-- СТРАНИЦА --

Хелпикс

Главная

Контакты

Случайная статья





Глава XXXIV



 

Камера для избиения. — Издевательства над неграми. — Как страдали от голода наши заключенные. — Чарльстонская тюрьма. — Оправдательное слово о наших офицерах

 

В Огасте нас снова отправили за решетку, под эгиду человека по имени Бриджес — нью-йоркского янки. Он, безусловно, заслужил полное право и сейчас, и в будущем, гордиться и хвастаться одним своим великим открытием — он точно вычислил, каково должно быть минимальное количество пищи, необходимой для поддержания человеческой жизни. Мы просидели в тюрьме Огасты 57 дней, и так исхудали к последним дням этого срока, что были более похожи на свои собственные тени, чем на самих себя. Я ходил пошатываясь и был так слаб, словно лишь совсем недавно встал на ноги после острого приступа брюшного тифа.

-- ПОКАЗАННЫЕ МАТЕРИАЛЫ --
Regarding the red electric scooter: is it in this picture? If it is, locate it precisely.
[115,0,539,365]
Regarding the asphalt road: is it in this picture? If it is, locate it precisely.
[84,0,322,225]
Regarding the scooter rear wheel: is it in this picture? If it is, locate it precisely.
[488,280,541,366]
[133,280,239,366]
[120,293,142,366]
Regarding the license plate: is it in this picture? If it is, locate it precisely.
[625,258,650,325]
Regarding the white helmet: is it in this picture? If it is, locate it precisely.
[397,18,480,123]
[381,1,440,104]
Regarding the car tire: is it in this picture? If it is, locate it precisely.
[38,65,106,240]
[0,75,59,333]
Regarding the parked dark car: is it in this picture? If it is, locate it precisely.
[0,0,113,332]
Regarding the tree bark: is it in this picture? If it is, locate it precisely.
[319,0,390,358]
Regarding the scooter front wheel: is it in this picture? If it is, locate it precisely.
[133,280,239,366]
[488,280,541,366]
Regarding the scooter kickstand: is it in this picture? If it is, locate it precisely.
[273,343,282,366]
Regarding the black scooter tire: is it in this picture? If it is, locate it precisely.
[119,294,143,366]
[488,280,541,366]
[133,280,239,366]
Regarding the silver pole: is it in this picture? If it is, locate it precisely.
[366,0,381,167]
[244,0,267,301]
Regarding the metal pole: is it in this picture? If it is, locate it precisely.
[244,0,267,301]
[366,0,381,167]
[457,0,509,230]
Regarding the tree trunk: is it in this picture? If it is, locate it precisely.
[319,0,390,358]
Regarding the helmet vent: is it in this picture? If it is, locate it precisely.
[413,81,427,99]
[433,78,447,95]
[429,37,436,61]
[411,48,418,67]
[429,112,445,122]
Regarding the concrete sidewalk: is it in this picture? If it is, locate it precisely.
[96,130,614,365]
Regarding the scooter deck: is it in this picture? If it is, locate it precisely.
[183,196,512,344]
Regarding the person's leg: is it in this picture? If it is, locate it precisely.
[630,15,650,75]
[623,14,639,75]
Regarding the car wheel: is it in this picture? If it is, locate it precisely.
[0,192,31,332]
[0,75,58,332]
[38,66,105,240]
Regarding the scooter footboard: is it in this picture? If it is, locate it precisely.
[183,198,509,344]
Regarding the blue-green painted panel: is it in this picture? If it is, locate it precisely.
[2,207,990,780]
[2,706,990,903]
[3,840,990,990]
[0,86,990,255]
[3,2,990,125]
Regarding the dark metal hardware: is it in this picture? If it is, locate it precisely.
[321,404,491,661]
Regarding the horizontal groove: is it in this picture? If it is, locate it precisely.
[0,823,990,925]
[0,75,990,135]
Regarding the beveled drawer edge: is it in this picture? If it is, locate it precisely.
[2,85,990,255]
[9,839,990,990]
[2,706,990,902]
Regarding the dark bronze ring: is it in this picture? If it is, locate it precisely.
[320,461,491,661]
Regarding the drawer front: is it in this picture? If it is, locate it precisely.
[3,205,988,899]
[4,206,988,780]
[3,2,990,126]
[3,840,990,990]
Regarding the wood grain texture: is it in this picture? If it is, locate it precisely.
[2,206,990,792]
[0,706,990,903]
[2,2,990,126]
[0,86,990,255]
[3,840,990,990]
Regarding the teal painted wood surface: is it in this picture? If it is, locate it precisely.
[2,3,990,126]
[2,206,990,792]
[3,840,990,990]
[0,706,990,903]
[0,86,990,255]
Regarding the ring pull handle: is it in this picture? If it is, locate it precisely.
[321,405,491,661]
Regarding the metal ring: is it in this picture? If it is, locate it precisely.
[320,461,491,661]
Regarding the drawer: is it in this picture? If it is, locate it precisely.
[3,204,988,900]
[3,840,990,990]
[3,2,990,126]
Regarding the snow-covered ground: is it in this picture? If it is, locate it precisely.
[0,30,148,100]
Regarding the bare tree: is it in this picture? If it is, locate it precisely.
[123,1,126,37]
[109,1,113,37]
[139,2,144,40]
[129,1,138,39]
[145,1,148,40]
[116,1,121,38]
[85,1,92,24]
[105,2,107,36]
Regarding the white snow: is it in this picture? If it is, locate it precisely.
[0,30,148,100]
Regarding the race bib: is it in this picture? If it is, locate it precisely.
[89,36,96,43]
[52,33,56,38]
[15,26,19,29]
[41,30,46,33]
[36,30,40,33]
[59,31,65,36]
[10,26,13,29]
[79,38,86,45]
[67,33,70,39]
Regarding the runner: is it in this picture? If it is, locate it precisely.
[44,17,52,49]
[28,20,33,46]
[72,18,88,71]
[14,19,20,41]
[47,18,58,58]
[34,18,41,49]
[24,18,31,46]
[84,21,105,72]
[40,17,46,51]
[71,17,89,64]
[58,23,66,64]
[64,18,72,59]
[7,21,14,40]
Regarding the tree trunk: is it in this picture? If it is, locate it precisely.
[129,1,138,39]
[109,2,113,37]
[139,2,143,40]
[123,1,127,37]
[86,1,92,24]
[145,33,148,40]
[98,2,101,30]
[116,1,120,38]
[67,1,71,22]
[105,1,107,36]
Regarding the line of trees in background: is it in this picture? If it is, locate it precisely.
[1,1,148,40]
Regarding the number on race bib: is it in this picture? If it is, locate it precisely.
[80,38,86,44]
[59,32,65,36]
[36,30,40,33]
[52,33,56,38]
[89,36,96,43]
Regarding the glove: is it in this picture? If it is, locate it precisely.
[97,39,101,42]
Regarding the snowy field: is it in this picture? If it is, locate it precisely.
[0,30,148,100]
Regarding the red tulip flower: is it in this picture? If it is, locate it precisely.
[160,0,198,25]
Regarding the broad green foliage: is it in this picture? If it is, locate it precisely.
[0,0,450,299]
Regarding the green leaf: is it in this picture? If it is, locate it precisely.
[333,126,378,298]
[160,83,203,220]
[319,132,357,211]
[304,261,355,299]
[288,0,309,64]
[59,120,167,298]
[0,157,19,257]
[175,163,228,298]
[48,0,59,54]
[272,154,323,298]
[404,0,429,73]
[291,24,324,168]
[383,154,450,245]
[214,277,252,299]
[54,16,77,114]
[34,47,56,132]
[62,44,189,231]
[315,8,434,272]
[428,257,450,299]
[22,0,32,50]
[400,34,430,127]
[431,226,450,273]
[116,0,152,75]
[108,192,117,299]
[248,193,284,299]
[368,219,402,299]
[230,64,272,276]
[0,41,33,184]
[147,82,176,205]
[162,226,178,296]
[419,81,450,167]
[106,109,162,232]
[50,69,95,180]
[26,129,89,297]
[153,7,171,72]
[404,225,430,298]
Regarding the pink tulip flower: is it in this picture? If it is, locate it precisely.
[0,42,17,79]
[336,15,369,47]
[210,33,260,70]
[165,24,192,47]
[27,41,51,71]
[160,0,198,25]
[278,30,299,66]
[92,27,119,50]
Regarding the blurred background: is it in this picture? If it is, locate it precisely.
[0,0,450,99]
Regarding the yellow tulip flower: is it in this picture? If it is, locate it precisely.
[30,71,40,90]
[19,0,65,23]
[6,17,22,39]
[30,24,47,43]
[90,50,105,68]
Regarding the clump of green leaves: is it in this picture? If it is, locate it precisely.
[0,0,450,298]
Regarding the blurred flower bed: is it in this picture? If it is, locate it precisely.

-- ОПИСАНИЕ ЗАДАНИЯ --
Пожалуйста, воспроизведите всю страницу дословно, от первой строки до последней. Опирайтесь только на страницу, материалы не нужны.

-- ПРАВИЛЬНЫЙ РЕЗУЛЬТАТ --
Хелпикс

Главная

Контакты

Случайная статья





Глава XXXIV



 

Камера для избиения. — Издевательства над неграми. — Как страдали от голода наши заключенные. — Чарльстонская тюрьма. — Оправдательное слово о наших офицерах

 

В Огасте нас снова отправили за решетку, под эгиду человека по имени Бриджес — нью-йоркского янки. Он, безусловно, заслужил полное право и сейчас, и в будущем, гордиться и хвастаться одним своим великим открытием — он точно вычислил, каково должно быть минимальное количество пищи, необходимой для поддержания человеческой жизни. Мы просидели в тюрьме Огасты 57 дней, и так исхудали к последним дням этого срока, что были более похожи на свои собственные тени, чем на самих себя. Я ходил пошатываясь и был так слаб, словно лишь совсем недавно встал на ноги после острого приступа брюшного тифа.